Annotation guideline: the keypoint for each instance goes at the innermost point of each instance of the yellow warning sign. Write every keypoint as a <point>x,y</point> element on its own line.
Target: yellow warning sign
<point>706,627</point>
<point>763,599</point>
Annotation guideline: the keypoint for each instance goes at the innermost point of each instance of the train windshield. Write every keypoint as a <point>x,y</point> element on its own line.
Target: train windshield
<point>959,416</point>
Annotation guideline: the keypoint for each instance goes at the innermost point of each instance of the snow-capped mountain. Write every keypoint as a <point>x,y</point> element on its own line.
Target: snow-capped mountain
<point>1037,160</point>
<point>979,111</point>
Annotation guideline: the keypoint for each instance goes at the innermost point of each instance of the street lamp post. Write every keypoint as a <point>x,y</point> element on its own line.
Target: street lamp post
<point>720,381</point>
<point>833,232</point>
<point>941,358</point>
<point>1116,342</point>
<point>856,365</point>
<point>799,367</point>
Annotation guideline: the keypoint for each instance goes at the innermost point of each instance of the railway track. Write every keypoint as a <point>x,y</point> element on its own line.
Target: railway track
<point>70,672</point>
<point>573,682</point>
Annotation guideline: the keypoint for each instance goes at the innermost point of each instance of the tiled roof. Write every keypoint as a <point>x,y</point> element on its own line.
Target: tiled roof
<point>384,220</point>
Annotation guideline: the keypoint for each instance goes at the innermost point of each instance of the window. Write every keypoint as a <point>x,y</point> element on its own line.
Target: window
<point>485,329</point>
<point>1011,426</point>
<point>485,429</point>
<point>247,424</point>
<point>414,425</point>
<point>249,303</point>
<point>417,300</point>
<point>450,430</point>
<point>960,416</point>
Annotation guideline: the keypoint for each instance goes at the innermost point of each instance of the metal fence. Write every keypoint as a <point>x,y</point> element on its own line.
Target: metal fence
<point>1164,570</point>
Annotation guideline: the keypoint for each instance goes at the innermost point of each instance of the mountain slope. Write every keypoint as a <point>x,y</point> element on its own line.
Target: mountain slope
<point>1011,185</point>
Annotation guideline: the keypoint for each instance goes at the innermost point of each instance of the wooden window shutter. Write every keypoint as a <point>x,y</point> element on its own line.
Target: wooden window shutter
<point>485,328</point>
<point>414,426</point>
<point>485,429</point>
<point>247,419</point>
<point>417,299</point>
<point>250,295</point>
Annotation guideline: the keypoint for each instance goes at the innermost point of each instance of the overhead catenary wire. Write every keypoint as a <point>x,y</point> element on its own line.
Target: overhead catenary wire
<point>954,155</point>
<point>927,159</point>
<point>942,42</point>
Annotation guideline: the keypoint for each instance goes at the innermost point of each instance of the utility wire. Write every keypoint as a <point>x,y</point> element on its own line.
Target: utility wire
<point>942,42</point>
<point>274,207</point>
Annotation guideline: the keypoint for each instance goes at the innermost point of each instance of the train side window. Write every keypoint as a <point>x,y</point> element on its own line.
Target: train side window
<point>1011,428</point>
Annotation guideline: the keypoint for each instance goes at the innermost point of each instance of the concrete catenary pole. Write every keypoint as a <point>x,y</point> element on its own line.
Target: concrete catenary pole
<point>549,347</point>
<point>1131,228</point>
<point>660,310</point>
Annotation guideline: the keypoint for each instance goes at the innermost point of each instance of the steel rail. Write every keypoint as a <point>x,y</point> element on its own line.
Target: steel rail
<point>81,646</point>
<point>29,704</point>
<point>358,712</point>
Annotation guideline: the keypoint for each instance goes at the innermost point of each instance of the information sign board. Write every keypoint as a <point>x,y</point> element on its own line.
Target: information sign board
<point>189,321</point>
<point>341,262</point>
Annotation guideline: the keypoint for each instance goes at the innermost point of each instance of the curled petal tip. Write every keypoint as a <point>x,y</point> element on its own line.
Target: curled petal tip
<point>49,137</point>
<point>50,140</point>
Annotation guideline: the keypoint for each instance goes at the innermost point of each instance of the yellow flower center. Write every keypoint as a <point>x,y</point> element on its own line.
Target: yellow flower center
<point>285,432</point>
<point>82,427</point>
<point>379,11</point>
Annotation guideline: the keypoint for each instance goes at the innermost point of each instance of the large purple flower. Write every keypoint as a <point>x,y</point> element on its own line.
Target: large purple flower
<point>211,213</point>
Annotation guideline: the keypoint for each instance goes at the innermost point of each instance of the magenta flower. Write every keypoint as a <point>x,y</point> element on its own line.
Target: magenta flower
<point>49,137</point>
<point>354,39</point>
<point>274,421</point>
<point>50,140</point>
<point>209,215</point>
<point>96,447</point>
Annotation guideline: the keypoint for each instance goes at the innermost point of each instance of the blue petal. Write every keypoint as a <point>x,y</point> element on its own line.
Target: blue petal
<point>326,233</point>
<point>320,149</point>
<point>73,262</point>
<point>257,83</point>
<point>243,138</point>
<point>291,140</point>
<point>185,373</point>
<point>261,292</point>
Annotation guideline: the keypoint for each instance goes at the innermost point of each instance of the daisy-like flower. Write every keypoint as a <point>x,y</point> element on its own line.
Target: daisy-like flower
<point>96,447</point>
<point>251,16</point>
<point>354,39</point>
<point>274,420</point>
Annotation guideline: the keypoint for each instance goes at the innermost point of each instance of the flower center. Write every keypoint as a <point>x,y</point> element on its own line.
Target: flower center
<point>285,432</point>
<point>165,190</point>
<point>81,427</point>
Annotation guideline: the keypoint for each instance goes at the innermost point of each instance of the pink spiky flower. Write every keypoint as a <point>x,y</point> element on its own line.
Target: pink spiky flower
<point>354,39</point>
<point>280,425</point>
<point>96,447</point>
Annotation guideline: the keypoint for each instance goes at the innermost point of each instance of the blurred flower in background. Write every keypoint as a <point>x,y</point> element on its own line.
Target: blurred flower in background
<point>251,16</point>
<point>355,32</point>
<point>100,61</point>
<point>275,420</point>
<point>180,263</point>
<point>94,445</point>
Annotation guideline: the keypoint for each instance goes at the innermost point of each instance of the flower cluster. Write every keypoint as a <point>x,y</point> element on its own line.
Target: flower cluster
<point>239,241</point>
***
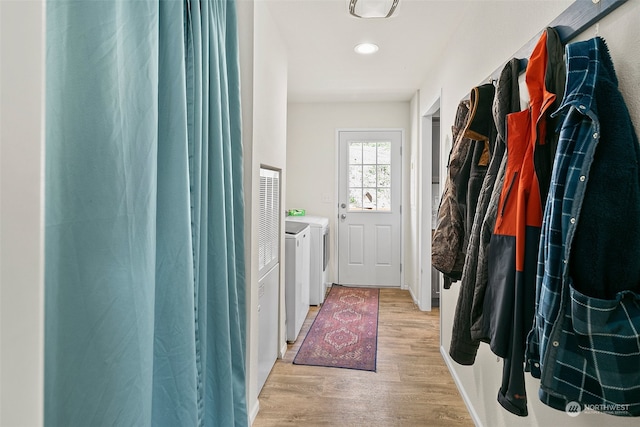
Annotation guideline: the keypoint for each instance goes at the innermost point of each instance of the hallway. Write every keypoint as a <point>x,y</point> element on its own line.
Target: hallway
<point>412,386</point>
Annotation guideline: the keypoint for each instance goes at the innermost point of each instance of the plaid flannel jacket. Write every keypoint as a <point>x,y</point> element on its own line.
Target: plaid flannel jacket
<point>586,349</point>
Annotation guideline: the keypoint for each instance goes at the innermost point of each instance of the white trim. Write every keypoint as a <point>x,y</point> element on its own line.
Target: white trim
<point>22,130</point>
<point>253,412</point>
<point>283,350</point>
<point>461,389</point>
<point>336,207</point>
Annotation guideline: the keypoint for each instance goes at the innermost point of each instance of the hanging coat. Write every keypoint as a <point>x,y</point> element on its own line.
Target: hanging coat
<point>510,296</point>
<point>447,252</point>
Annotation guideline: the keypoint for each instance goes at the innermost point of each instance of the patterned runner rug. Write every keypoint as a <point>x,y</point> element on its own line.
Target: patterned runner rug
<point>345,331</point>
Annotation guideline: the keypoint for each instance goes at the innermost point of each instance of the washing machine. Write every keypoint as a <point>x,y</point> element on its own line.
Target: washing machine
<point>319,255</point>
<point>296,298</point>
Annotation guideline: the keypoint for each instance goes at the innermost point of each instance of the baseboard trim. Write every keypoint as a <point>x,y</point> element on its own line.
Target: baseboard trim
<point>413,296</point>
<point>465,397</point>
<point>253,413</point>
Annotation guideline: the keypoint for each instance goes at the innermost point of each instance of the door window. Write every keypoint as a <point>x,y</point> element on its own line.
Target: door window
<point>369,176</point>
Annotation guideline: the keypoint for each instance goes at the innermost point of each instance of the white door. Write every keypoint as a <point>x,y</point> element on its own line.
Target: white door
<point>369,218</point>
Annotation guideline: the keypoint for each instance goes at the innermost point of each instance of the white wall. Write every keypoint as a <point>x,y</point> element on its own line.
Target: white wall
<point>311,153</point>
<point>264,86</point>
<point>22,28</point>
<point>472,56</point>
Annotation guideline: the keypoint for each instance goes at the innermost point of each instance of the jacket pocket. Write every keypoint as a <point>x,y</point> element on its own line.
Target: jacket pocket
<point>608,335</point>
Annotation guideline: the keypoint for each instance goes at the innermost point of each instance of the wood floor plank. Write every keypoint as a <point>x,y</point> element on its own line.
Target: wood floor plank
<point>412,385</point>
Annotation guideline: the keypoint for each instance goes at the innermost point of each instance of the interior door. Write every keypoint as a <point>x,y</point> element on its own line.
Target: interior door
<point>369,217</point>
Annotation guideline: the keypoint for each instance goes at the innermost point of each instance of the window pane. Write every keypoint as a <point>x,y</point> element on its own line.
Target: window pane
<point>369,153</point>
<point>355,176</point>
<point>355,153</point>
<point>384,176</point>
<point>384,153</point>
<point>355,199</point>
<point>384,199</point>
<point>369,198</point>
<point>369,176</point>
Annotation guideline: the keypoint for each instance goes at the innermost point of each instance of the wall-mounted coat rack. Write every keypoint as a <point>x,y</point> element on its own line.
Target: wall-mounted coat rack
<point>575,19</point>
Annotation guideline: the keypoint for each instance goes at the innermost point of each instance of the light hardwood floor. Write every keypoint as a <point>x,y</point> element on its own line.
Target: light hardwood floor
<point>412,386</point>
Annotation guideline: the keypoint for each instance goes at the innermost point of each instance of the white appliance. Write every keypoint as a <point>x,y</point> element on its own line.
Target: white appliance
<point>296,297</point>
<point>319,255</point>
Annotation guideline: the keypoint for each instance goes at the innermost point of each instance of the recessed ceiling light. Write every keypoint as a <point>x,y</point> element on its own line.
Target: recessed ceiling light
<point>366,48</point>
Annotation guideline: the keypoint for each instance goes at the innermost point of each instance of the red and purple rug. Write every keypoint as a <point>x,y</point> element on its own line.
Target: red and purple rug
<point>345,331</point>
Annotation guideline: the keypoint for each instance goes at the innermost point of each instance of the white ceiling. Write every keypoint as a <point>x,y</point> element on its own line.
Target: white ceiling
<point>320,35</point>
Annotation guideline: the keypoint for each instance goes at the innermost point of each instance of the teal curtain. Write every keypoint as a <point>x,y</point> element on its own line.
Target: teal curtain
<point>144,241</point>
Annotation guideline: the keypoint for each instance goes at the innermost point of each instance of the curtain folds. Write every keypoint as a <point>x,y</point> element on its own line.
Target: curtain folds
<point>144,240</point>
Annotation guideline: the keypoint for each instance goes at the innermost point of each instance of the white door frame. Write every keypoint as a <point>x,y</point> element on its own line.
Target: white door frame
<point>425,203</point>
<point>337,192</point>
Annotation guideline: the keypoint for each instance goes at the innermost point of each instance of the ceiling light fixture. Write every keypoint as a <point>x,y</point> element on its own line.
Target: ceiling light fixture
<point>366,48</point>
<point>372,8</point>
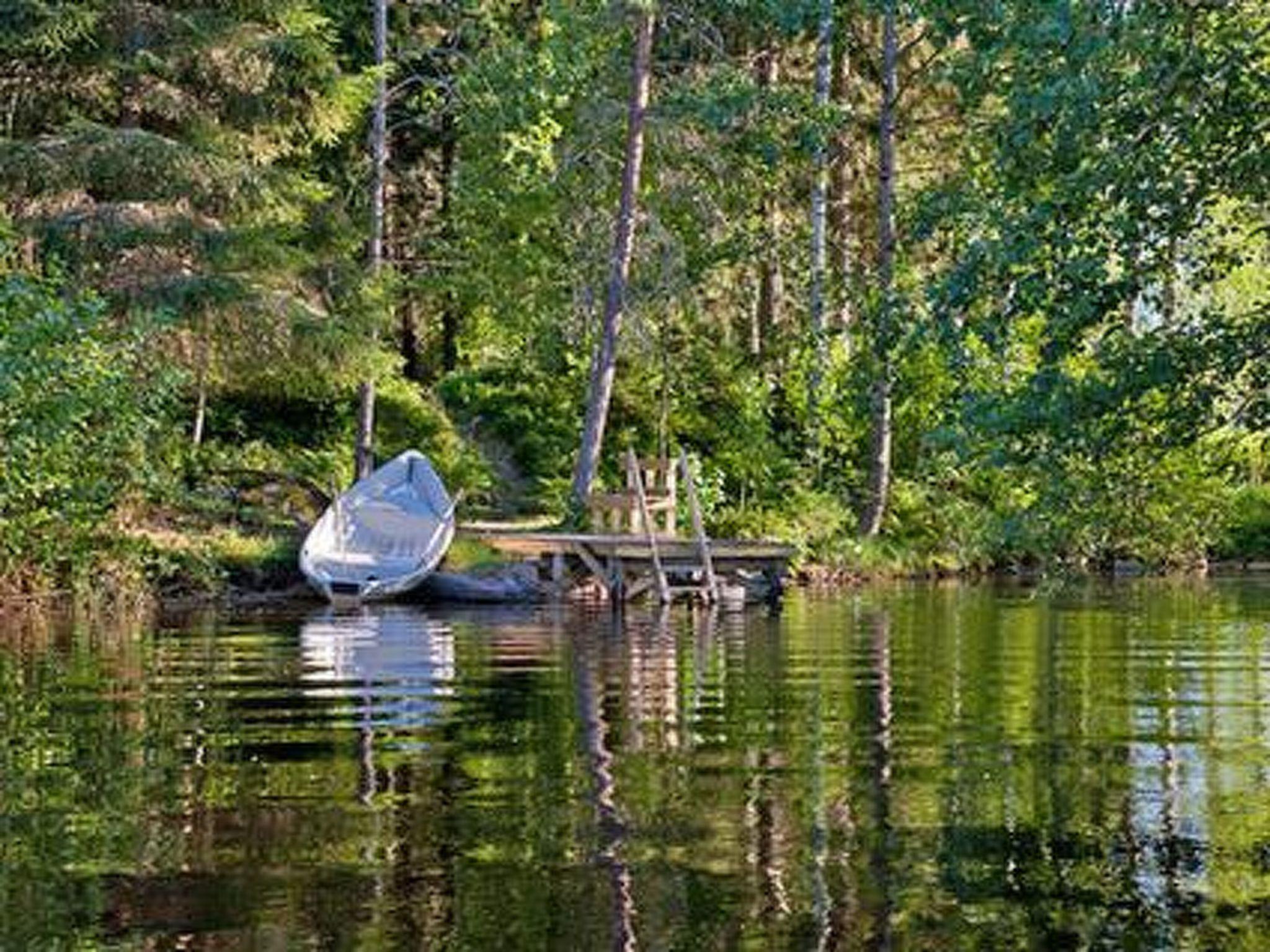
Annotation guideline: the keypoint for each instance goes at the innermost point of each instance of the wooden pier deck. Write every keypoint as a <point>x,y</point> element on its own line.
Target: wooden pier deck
***
▶ **WRITTEN REQUEST**:
Reproduce verbatim the rows from the line with "of the curled" to the line with "<point>379,11</point>", both included.

▶ **ANSWER FOR THE TASK**:
Annotation guideline: the keypoint for each instance goes at the innermost point of each instance of the curled petal tip. Write every keypoint as a <point>x,y</point> element on its own line.
Target: curled petal tip
<point>49,137</point>
<point>50,140</point>
Annotation guideline: the keypoint for each instance goes at the innermost point of each instance of the yellow flower center. Write every keypoint as a <point>x,y</point> element on its own line.
Target: yellow flower center
<point>285,432</point>
<point>82,427</point>
<point>379,11</point>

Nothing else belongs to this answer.